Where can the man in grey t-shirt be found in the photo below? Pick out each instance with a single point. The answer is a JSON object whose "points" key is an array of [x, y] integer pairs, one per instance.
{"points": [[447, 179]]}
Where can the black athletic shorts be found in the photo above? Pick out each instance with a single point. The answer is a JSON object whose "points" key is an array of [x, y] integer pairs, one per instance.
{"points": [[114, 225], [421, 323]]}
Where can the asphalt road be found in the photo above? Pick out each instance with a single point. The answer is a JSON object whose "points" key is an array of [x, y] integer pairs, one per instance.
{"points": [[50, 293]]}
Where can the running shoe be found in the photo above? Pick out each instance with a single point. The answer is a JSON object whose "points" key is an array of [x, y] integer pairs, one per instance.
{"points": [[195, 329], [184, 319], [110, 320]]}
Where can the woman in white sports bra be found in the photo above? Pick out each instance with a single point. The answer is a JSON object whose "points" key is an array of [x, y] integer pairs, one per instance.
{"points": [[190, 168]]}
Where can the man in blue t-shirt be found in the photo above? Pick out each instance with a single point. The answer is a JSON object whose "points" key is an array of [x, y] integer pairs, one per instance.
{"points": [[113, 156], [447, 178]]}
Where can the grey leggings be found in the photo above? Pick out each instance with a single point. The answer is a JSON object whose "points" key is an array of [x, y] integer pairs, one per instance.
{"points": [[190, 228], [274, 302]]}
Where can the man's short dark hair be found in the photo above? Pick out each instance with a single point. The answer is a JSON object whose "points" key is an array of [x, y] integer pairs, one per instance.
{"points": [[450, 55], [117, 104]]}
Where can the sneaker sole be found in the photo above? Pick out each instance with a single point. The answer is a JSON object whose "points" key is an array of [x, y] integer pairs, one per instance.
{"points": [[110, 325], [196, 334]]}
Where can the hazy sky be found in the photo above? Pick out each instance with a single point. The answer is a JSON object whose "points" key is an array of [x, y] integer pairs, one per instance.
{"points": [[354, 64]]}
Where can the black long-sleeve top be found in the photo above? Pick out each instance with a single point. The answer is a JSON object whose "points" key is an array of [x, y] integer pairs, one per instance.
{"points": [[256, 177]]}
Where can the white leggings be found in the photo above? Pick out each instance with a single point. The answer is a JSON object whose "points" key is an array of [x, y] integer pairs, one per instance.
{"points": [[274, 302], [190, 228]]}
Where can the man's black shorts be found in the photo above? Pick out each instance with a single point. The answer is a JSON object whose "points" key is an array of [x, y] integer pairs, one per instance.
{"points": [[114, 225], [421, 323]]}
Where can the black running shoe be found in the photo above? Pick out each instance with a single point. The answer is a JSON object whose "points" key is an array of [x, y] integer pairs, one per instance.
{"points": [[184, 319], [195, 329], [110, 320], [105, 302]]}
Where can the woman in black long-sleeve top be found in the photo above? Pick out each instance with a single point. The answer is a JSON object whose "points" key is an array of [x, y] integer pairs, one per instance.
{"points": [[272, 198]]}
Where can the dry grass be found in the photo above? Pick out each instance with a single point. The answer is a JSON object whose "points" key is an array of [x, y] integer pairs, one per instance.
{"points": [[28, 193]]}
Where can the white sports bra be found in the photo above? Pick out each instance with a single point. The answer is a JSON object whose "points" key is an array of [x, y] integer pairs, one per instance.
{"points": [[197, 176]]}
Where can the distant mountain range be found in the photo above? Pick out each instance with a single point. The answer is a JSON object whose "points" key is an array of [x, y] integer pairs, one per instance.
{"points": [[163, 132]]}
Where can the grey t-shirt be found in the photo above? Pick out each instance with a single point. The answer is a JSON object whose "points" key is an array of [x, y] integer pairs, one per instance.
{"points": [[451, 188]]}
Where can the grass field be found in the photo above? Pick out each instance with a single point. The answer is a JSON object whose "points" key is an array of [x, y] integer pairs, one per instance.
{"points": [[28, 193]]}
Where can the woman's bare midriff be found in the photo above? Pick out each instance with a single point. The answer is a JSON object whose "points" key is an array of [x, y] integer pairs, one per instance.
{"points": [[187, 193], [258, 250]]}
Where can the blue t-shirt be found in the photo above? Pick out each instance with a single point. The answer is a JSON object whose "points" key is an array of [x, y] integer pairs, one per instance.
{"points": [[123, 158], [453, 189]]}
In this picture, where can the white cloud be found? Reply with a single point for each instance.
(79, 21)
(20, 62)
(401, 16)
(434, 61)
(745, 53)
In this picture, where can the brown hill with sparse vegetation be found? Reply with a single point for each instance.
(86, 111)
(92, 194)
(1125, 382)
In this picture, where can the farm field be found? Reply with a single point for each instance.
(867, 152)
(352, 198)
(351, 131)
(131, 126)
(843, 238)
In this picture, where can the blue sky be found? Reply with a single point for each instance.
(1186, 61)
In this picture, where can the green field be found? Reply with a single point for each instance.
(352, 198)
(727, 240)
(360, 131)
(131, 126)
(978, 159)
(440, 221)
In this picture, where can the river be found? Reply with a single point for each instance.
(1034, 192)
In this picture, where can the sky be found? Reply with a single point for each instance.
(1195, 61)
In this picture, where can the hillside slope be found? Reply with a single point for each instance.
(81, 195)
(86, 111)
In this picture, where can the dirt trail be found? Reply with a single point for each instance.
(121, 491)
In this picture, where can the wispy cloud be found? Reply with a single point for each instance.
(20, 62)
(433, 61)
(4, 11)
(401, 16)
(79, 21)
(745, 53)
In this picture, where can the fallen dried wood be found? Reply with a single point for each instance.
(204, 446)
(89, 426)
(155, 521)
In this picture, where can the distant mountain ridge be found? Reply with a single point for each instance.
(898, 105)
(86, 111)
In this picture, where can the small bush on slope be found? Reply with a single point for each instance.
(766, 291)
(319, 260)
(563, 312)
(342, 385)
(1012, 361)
--
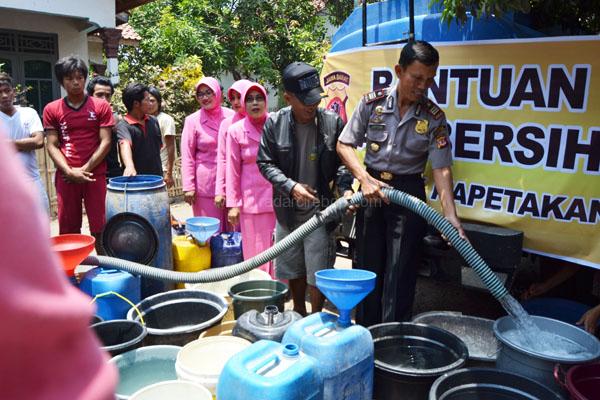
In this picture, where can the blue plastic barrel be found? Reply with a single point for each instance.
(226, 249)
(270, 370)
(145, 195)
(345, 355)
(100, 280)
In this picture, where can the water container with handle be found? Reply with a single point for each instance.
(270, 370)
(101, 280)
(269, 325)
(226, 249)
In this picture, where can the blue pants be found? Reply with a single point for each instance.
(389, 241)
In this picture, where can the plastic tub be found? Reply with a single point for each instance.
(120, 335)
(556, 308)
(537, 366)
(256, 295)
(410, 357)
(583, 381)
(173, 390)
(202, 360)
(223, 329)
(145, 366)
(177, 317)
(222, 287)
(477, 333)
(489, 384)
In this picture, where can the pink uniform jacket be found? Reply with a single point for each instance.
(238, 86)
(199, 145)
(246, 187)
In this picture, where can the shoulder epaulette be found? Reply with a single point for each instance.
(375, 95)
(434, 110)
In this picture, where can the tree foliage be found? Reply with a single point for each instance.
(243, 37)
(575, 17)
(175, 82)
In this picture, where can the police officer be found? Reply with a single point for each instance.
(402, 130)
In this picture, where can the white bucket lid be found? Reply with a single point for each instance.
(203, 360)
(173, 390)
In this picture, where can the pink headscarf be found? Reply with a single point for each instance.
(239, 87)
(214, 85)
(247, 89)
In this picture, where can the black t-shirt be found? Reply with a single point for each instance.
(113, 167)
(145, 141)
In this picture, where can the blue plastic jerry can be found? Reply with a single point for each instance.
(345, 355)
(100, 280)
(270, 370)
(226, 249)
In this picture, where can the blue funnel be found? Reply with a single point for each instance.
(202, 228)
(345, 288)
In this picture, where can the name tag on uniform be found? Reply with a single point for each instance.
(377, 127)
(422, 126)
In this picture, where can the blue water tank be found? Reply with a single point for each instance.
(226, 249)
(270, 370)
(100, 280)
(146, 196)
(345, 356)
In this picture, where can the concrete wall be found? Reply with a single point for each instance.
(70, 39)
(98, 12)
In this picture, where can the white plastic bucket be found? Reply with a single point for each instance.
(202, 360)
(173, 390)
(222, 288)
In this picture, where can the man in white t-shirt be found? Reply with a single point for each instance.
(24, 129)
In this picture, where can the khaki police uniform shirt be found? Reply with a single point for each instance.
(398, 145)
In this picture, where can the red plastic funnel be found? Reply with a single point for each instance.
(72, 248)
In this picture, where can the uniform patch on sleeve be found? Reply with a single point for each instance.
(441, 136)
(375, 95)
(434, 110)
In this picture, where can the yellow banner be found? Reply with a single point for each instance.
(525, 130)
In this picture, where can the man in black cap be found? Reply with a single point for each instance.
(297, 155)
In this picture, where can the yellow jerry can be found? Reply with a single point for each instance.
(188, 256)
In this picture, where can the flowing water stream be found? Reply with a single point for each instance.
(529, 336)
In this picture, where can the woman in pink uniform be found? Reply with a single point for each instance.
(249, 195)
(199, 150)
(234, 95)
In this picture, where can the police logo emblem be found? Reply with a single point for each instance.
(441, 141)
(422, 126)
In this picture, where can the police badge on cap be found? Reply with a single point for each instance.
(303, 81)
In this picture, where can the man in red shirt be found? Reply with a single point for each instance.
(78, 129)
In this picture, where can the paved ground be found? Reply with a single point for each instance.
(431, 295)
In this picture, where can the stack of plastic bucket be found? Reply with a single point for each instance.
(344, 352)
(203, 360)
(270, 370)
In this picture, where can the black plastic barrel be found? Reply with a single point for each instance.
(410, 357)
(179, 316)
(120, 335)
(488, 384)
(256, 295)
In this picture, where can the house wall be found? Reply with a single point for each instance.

- [What this task involves]:
Go through the material above and output exactly the lines from the one containing "In this picture, where can the black plastic" through the one containing "In this picture, where can the house".

- [Answer to this problem]:
In this picture, where can the black plastic barrel be found? Reply with a single point for each instance.
(410, 357)
(179, 316)
(120, 335)
(488, 384)
(256, 295)
In this picture, where can the house wall be found? Reply with a single point for each instance.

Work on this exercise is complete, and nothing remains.